Consigne à suivre – Rédigez la suite de l'article sur le groupe We are scientists en reprenant après sa dernière phrase.

Extrait du texte –
Il y a les inventeurs et il y a les autres. Disons le tout de suite : We are scientists ne sont pas des inventeurs, malgré ce que leur nom pourrait indiquer ; ce sont les autres – une partie tout au moins, car des autres il y en a plein.
C'est d'ailleurs leur intérêt, aux autres, de n'être pas qu'un, mais multitude. C'est eux qui populariseront les inventions, combleront les intervalles entre les nouveautés. Ils sont les apôtres, les messagers, les vulgarisateurs, les hérauts, les figurants. Il y a un sacré mérite à l'être l'un de ces autres, tout le monde ne peut pas tous les jours révolutionner la musique.
We are scientists ne révolutionne donc rien. Mais il permet de confirmer que le rock se porte bien, qui peut se permettre un grand nombre de formations de second ordre, tant il a de fans à combler, d'affiches de festival à remplir. We are scientists est en effet le groupe idéal pour gonfler une programmation aux ambitions quantitatives maximales : presque dix années d'existence, quatre albums, un batteur débauché de Razorlight, autre formation de même calibre, quelques morceaux presque tubesques, que l'on saura vaguement reconnaître sans savoir de qui ils sont (ce qui doit bien signifier qu'ils appartiennent à l'esthétique universelle, right ?), un son, surtout, bien dans l'air du temps, qui s'accordera avec toute programmation, qui ne dérangera pas trop l'auditeur.

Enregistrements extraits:
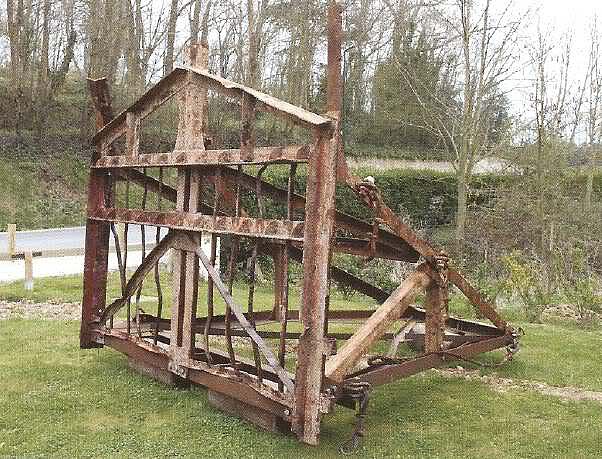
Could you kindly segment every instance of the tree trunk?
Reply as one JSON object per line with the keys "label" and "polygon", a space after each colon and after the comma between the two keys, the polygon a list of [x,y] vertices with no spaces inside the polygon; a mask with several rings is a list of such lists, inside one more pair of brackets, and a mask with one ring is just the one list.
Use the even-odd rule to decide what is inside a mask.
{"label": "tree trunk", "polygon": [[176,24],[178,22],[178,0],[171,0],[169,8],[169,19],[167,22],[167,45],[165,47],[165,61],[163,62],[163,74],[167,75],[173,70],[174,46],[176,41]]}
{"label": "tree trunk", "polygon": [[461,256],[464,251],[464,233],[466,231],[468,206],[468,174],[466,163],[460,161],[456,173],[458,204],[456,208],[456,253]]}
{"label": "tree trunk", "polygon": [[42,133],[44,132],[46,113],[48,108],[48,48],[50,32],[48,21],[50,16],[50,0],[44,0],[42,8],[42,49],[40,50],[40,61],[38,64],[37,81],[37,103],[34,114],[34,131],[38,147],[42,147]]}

Résultat attendu –
Barbara, son quatrième album, dont j'aimerais bien qu'on m'explique le titre et l'artwork, est dans la droite lignée des précédents, même si l'on essaiera certainement de vous dire le contraire, comme si le fait de changer la marque des cordes d'une guitare pouvait passer pour une renouvellement créatif ; revoir l'intégrale de la saison 5 de X Files une source d'inspiration nouvelle. Musicalement, on devra bien rattacher le groupe à ce que l'on pourrait appeler le "rock indé FM", qui est au rock ce que le zéro, au mieux le light, est au cola : une version édulcorée pour ceux qui veulent en consommer sans en consommer et qui s'avèrera probablement cancérigène, mais on ne s'en rendra compte que dans vingt ans, okay ?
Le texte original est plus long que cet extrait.